[Free-text object descriptions]
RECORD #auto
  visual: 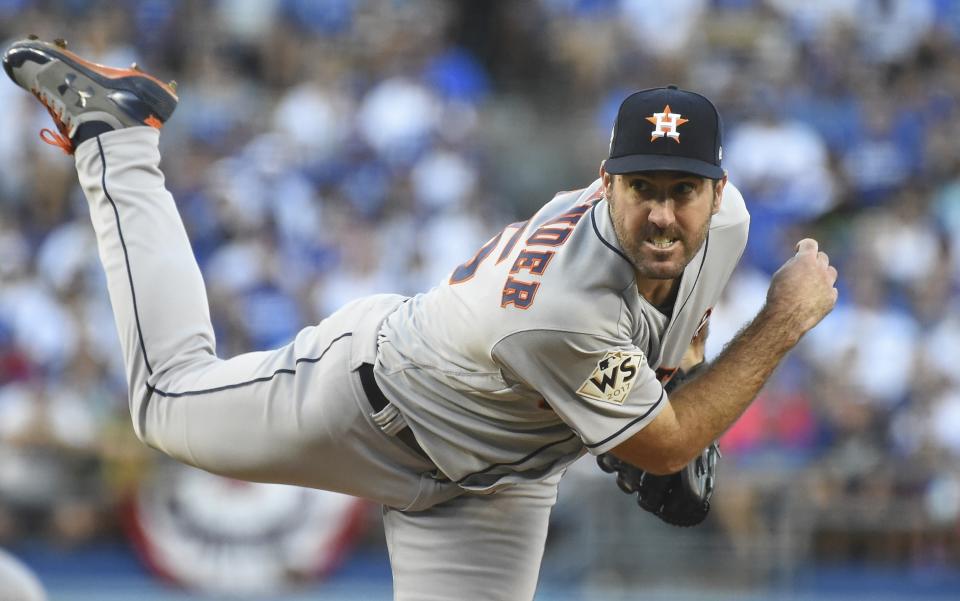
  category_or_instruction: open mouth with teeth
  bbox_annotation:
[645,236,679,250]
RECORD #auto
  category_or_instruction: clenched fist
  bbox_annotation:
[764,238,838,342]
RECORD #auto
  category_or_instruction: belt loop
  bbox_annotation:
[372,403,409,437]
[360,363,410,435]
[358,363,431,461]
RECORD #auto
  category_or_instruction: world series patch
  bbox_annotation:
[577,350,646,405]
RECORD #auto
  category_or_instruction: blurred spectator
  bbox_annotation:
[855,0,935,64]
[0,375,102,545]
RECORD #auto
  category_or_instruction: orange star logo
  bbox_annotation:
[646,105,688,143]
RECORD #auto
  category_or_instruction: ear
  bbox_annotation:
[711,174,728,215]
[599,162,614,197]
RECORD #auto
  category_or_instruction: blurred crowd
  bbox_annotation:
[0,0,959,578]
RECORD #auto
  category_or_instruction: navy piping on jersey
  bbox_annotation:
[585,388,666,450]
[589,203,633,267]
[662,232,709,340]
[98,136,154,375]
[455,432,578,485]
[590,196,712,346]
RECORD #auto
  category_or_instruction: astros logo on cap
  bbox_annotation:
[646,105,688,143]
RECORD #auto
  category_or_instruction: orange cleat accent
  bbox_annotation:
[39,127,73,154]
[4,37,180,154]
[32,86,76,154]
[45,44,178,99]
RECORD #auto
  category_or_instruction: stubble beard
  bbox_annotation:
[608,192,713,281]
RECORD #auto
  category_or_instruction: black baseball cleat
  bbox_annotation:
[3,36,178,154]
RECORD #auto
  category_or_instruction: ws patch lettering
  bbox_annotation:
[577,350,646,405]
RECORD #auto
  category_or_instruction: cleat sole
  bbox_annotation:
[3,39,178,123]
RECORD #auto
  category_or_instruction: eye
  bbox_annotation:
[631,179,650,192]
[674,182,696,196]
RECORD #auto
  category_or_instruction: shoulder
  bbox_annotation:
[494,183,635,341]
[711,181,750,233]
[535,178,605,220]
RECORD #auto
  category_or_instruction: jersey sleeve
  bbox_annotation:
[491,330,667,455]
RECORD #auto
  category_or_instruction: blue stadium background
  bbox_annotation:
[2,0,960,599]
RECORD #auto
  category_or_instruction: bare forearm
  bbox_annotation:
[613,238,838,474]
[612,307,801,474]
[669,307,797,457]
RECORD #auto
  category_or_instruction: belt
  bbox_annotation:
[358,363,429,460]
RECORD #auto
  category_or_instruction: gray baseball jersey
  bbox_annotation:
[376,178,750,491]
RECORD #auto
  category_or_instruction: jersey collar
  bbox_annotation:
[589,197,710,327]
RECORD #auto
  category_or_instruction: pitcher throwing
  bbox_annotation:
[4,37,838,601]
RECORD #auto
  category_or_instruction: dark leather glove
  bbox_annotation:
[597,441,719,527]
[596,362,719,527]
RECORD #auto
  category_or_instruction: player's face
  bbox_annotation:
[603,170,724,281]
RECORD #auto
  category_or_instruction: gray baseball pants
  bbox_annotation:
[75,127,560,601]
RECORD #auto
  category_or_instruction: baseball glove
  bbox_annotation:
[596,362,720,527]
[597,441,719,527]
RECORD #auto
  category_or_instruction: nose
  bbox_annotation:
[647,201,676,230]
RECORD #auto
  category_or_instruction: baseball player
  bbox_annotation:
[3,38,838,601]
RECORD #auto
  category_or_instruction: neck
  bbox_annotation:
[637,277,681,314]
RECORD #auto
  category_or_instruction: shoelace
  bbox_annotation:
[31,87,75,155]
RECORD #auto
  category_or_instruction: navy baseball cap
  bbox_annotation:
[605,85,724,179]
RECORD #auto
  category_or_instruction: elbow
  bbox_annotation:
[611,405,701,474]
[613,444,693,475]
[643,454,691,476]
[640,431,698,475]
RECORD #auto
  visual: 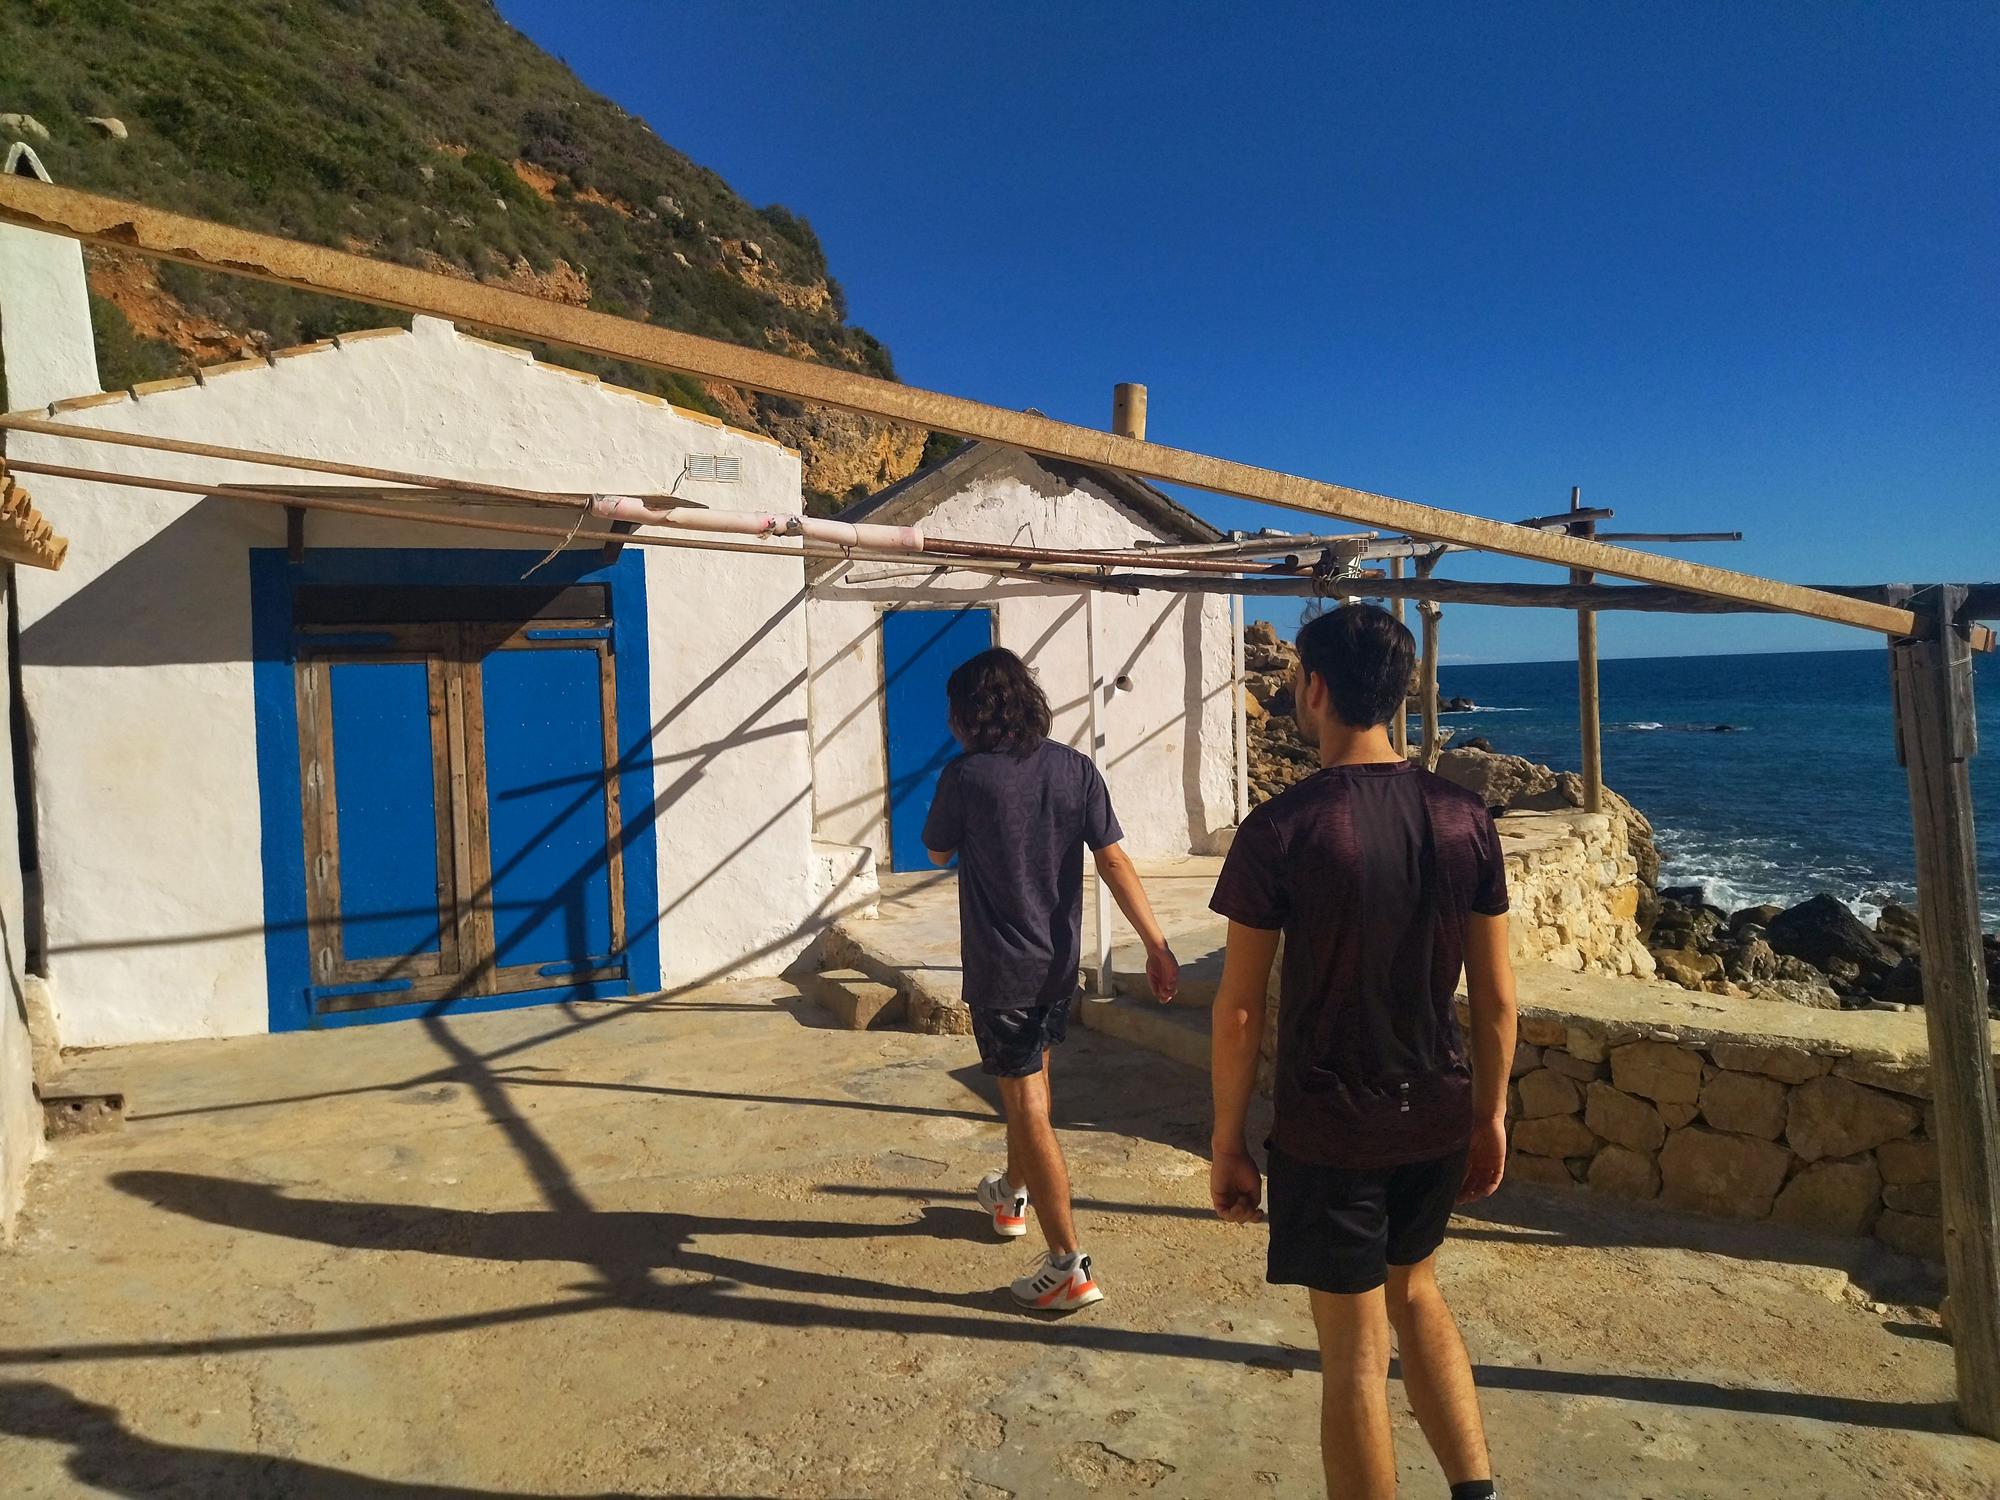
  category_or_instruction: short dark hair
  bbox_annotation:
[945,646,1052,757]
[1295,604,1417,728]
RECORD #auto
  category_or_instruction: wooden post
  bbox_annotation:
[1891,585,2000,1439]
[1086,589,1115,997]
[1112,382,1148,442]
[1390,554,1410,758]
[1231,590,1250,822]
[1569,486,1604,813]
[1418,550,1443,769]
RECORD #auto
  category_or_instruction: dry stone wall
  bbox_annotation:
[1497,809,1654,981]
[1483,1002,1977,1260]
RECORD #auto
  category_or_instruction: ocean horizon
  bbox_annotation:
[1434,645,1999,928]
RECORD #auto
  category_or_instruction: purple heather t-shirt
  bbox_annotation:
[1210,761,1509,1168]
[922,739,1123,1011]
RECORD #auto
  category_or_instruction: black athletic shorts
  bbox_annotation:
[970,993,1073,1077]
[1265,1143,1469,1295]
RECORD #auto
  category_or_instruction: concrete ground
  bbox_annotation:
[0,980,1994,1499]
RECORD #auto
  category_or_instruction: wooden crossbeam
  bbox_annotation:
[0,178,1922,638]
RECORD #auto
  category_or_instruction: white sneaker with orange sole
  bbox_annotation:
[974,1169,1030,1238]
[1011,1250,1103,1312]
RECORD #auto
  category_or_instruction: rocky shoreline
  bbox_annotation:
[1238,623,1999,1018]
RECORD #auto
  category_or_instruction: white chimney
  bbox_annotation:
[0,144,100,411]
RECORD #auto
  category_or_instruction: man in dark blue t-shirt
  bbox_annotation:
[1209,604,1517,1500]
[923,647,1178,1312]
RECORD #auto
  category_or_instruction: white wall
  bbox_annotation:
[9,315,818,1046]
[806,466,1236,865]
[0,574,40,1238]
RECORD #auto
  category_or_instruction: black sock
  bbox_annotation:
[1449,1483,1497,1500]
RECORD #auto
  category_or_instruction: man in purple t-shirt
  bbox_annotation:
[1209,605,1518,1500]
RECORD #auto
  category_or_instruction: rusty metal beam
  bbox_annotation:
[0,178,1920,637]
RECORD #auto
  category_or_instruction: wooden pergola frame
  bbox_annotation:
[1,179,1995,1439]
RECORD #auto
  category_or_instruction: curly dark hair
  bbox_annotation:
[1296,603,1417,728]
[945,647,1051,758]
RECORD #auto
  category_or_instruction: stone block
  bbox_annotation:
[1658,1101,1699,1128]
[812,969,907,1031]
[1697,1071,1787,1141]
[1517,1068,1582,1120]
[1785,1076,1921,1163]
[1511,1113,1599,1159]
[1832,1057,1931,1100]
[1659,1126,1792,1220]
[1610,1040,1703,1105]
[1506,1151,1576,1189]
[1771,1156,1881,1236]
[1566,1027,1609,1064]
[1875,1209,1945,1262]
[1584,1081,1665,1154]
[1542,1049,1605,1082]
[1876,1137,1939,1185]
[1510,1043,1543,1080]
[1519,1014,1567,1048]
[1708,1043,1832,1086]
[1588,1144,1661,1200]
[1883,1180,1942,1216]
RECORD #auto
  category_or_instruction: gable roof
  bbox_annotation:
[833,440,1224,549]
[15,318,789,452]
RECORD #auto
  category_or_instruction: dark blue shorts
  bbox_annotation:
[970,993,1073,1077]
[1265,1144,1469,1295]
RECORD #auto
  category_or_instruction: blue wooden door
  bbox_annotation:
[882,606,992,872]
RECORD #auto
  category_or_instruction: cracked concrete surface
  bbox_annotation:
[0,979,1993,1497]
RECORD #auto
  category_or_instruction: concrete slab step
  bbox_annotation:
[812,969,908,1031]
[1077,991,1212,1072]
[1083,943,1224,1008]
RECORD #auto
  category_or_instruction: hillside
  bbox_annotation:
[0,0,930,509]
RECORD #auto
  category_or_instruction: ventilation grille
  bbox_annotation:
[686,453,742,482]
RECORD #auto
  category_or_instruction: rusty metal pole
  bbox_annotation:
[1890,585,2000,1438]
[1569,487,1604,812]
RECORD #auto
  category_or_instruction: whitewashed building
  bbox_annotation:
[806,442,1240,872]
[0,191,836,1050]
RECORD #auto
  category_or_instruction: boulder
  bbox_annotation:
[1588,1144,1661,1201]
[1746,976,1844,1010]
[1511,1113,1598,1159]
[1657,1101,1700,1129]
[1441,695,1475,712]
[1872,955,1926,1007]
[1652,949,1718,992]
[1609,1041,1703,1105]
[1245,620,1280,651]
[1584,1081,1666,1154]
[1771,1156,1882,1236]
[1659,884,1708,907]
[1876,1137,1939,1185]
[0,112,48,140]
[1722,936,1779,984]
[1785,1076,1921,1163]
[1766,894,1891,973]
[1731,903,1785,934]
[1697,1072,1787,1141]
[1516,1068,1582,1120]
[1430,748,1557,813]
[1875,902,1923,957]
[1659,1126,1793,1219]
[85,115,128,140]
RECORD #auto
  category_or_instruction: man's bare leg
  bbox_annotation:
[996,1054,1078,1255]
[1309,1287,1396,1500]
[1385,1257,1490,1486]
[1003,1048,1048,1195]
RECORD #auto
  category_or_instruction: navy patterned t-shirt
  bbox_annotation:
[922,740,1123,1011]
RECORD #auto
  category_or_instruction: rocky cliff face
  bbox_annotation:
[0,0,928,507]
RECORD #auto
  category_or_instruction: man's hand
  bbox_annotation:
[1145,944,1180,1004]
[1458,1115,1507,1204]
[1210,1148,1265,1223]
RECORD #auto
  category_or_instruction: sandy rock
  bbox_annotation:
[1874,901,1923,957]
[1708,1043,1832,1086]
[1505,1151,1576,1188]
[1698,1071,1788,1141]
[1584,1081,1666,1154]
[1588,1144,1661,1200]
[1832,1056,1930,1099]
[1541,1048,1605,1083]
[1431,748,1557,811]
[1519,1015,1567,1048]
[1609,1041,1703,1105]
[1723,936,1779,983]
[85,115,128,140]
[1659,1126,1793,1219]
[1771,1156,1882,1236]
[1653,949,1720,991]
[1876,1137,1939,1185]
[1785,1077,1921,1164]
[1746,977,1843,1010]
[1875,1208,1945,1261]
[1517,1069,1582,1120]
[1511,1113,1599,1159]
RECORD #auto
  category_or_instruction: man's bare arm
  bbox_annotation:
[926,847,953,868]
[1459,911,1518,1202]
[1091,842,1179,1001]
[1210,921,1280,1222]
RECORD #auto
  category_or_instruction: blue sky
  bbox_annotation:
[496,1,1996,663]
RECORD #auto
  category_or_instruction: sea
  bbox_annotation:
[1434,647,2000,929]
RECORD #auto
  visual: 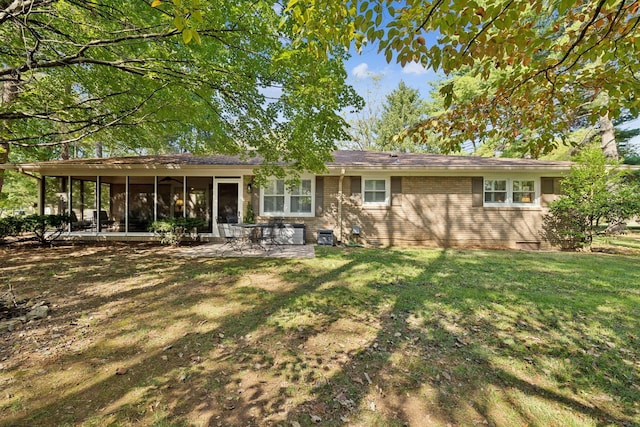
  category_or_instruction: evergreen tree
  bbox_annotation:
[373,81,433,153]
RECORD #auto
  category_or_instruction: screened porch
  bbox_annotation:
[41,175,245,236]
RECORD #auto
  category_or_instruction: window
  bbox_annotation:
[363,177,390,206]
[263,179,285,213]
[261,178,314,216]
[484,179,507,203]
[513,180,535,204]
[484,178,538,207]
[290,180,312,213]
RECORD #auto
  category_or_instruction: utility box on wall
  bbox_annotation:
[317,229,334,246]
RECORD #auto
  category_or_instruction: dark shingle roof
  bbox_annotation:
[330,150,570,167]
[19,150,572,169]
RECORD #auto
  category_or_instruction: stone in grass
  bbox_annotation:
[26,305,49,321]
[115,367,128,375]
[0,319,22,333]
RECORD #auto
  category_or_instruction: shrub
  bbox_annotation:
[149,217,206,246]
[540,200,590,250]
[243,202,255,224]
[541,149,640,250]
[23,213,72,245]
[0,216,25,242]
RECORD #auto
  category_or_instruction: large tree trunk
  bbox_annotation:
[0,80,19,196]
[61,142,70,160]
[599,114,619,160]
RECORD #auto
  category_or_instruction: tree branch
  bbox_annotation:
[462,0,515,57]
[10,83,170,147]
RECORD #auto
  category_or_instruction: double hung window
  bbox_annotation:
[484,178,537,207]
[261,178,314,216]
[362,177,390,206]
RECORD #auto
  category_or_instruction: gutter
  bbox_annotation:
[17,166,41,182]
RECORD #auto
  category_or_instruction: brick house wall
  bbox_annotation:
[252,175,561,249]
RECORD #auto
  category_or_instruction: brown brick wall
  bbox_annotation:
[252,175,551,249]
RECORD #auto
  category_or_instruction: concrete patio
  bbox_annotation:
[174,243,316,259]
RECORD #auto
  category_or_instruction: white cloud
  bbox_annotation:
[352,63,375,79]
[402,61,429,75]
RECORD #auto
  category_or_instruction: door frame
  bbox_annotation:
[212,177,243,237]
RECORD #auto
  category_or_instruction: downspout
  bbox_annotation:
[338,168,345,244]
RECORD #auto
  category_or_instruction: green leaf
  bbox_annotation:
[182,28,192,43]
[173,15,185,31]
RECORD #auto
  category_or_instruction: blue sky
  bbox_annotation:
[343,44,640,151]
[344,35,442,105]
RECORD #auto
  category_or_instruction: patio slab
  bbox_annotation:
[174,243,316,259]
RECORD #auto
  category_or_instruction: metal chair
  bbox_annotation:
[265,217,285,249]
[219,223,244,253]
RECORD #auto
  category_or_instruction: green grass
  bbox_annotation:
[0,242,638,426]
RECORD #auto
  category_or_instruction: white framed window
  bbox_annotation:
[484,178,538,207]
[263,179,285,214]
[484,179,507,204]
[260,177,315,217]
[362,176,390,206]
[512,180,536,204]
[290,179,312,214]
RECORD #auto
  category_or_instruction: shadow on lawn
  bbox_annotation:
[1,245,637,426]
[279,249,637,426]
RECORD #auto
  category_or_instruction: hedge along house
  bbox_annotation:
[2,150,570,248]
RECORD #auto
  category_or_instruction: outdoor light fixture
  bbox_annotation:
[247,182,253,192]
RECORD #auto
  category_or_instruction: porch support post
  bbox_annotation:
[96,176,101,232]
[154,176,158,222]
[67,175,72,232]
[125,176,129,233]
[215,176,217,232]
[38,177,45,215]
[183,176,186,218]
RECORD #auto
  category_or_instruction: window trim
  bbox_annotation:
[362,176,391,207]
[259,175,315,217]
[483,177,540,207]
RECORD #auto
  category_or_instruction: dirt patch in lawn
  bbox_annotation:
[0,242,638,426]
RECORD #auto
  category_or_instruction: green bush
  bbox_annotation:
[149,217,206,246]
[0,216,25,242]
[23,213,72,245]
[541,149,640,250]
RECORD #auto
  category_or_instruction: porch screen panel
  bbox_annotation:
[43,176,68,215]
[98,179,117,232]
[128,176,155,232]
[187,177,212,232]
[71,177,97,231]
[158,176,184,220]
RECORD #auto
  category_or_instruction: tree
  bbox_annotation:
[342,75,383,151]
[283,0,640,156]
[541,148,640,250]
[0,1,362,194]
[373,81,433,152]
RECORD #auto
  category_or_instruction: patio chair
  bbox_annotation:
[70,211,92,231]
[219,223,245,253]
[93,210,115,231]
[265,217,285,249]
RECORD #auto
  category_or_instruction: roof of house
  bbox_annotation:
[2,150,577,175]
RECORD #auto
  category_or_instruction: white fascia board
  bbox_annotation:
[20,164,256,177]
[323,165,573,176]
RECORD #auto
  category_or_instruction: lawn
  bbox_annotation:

ASSIGNMENT → Write out every line in the data that holds the string "chair".

YOUR SOLUTION →
  category_or_instruction: metal chair
  category_or_instruction: patio chair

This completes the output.